▶ **Aim**
Copy every line from the one containing "Each instance of the wooden" through the last line of the records below, both included, and nothing else.

▶ **Data records**
* Start *

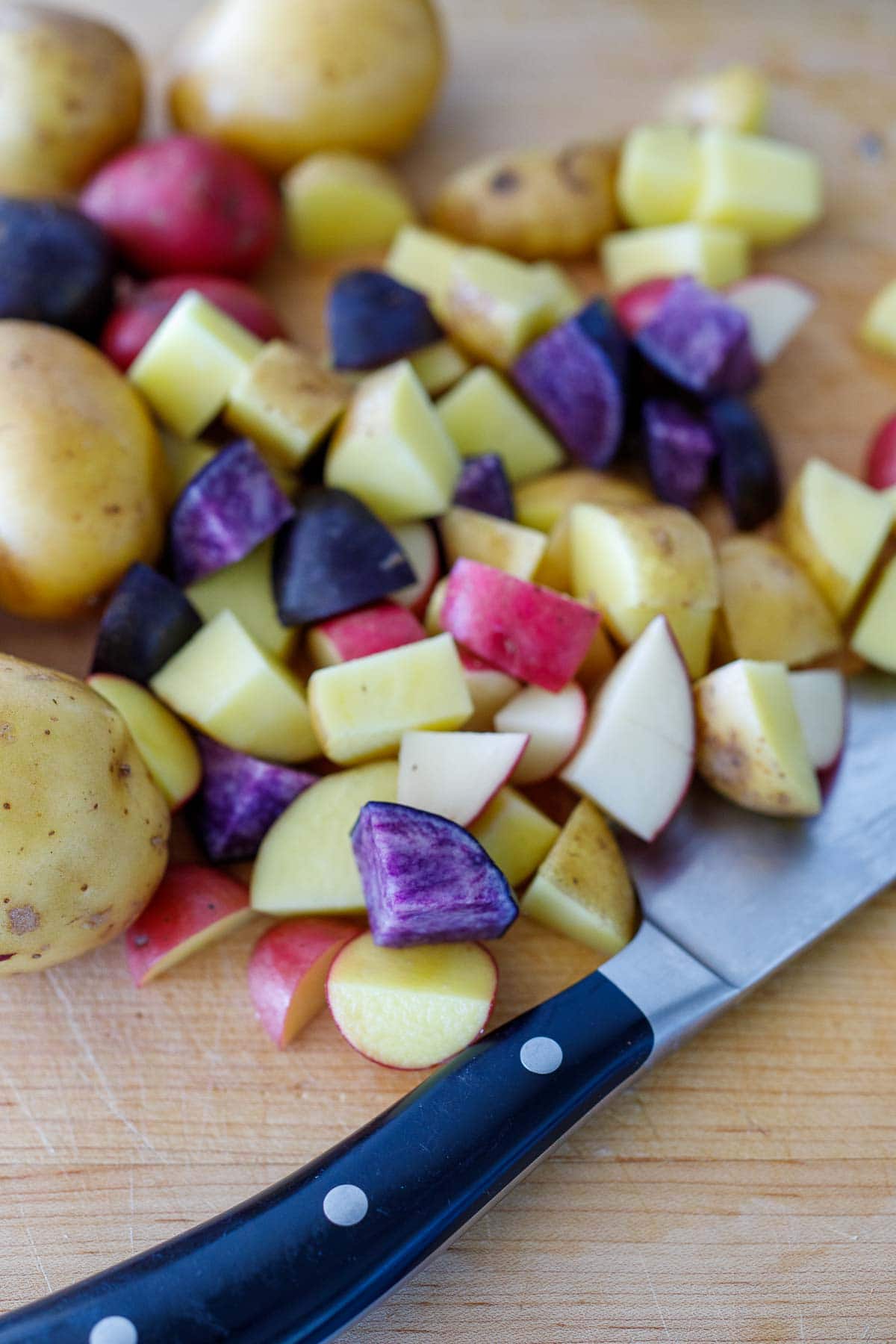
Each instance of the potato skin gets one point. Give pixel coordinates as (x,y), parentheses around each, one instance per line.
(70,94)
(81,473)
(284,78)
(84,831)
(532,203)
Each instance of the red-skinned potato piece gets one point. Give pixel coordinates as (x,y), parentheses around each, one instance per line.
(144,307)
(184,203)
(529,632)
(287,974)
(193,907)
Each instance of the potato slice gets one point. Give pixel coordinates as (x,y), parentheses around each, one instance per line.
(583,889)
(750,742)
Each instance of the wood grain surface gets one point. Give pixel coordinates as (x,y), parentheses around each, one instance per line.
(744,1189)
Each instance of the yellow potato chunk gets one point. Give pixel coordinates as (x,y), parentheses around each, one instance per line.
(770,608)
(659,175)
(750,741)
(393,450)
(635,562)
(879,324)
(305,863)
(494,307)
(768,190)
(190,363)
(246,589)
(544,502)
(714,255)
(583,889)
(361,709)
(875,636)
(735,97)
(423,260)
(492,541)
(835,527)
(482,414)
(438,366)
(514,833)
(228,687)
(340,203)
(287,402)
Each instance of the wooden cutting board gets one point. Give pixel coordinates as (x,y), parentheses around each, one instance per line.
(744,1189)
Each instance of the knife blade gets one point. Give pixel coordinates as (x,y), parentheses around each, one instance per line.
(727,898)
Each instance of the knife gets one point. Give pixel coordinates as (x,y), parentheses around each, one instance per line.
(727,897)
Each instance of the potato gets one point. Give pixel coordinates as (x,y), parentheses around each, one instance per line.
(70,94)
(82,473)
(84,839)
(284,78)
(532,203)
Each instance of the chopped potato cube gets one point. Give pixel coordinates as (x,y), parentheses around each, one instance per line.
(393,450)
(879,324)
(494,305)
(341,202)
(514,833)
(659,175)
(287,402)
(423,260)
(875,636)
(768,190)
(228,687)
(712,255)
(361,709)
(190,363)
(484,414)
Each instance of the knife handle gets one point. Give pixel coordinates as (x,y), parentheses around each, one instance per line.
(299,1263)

* End *

▶ **Solution to this problem**
Each instance of the wooden cutting board gets one point. Give pixel coordinates as (x,y), parentheses around each, one instance per line.
(744,1189)
Each instance of the knife blade gets one point. Give pixel coordinates as (x,y), parentheses around each, one instance per line.
(727,898)
Each instance of the knife gets one point. Give pixel coordinates as (x,y), parentheses around each, one instance per line.
(727,897)
Each instance of the potato gets one point. Give pixel coordinates as (x,y), parentheses around each, one instance per line.
(70,94)
(82,473)
(84,839)
(284,78)
(532,203)
Each instance of the chopped potato cube gets one point. Give pixel coordinates as (x,y), parentheses around each, one instance per line.
(393,450)
(879,324)
(494,305)
(341,202)
(514,833)
(659,175)
(287,402)
(423,260)
(875,636)
(768,190)
(228,687)
(712,255)
(361,709)
(190,363)
(484,414)
Each instance of the knife handle gets one point. Give pixel coordinates as (x,y), parentheses around each, one instance per line.
(299,1263)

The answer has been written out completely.